[[ READING TEXT open ]]

Polysilanes have been prepared by numerous methods, for example, by heating vaporous chlorosilanes with or without a reducing agent to relatively high temperatures (above 700° C.). The chlorinated polysilanes (PCS) thus obtained, however, merely have a high proportion of short-chain, branched and/or cyclic molecules and are additionally contaminated with solvent/catalyst or substances from the reactor walls. In addition, a disadvantage of the processes for preparing polysilanes is that they do not demonstrate particularly efficient preparation of polysilanes of medium chain length in usable yields. Moreover, past methods lack polysilanes which will play an important role for future industrial processes due to their exceptional properties.
It could therefore be helpful to provide polysilanes of medium chain length as a pure compound or mixture of compounds having at least one direct Si—Si bond in each case, the substituents of which consist exclusively of halogen and/or hydrogen and the composition of which has an atomic substituent:silicon ratio of at least 1:1, and a method for preparation thereof to achieve a particularly efficient preparation of such polysilanes.

SUMMARY

We provide a polysilane of medium chain length as a pure compound or mixture of compounds having at least one direct Si—Si bond in each case, substituents of which consist of halogen and/or hydrogen and a composition of which has an atomic substituent:silicon ratio of at least 1:1, wherein a) the medium chain length is greater than 3 and less than 50, b) the polysilane is soluble in inert solvents, c) the polysilane is suitable as a starting material for silicon deposition, d) the polysilane has oxygen- and chlorine-binding properties, and e) the polysilane decomposes to longer- and shorter-chain products on thermal treatment.

BRIEF DESCRIPTION OF THE DRAWING

FIG. 1 shows a ²⁹Si NMR spectrum of an isomer mixture of chlorinated pentasilanes.

[[ READING TEXT closed ]]
[[ RECORDS open ]]

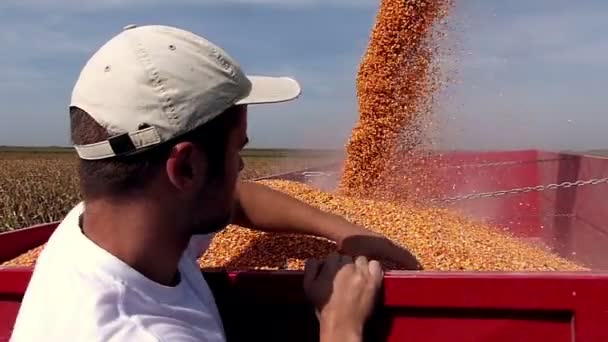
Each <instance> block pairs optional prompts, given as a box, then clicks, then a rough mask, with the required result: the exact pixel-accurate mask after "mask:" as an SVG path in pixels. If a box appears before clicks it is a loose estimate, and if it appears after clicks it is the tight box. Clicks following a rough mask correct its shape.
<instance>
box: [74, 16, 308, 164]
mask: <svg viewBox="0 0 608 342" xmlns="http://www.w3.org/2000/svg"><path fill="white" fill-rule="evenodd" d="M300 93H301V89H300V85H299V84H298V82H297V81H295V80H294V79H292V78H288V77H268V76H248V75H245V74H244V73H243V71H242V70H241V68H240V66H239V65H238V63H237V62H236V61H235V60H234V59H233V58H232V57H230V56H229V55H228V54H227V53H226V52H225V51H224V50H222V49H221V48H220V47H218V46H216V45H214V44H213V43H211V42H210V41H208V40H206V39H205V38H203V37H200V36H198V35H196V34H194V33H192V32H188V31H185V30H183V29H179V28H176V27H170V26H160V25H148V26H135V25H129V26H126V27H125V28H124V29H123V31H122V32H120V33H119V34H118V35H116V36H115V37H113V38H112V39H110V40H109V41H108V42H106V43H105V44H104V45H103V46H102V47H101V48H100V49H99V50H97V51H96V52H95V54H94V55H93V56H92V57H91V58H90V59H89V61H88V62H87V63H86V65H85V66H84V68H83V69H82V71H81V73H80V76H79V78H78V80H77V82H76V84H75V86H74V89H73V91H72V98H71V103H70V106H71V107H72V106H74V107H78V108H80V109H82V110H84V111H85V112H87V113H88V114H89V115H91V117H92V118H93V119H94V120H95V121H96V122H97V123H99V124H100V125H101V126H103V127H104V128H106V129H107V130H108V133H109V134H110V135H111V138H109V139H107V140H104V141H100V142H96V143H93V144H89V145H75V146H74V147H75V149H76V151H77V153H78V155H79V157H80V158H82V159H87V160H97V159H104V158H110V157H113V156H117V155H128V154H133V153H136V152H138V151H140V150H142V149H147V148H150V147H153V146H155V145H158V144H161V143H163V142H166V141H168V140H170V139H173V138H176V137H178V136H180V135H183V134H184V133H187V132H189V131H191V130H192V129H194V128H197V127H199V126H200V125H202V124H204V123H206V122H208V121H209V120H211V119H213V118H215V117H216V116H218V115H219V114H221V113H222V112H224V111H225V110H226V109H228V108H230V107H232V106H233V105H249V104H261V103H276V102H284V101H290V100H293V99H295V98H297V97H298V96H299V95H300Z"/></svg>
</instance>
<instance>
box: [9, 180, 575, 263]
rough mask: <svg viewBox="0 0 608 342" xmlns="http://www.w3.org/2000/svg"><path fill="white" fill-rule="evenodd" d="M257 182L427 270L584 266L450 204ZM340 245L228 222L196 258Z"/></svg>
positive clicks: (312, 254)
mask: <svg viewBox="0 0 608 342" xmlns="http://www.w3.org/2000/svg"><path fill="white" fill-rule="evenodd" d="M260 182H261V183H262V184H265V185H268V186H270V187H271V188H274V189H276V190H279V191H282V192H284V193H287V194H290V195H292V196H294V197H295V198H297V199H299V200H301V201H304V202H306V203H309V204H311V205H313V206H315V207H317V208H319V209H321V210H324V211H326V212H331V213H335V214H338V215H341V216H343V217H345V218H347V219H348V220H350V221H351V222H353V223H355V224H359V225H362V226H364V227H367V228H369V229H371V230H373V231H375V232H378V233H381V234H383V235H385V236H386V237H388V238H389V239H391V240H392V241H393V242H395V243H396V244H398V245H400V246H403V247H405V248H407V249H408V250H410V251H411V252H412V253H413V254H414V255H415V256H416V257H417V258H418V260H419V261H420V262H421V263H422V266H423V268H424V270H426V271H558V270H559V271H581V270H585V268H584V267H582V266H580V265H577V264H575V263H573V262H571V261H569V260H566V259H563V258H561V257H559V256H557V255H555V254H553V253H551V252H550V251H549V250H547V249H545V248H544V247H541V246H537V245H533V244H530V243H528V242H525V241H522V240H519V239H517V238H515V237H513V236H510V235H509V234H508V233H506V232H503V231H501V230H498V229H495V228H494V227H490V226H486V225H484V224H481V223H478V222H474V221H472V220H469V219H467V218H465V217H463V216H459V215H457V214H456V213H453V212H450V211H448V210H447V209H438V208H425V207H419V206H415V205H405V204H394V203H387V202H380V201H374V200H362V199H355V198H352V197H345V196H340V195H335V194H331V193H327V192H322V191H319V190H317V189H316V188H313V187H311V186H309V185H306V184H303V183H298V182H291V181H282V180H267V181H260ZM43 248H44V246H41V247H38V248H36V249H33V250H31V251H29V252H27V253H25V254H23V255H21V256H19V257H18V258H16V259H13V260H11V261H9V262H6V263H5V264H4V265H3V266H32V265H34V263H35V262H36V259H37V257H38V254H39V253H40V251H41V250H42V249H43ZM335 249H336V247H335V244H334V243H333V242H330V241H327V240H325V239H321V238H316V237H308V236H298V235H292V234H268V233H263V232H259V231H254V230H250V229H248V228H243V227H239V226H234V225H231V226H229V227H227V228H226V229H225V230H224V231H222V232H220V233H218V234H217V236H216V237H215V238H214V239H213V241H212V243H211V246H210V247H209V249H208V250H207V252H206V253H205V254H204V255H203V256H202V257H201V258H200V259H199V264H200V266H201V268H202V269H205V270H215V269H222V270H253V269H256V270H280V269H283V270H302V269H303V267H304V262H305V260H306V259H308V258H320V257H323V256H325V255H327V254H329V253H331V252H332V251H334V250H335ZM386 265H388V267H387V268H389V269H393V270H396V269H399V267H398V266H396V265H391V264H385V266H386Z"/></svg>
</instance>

[[ RECORDS closed ]]

**WHAT TO WORK ON**
(a) In the polysilane text, what range is given for the medium chain length?
(b) Write out the polysilane text again from "It could therefore" up to and including "of such polysilanes.", switching "hydrogen" to "deuterium".

**RESPONSES IN ORDER**
(a) Greater than 3 and less than 50.

(b)
It could therefore be helpful to provide polysilanes of medium chain length as a pure compound or mixture of compounds having at least one direct Si—Si bond in each case, the substituents of which consist exclusively of halogen and/or deuterium and the composition of which has an atomic substituent:silicon ratio of at least 1:1, and a method for preparation thereof to achieve a particularly efficient preparation of such polysilanes.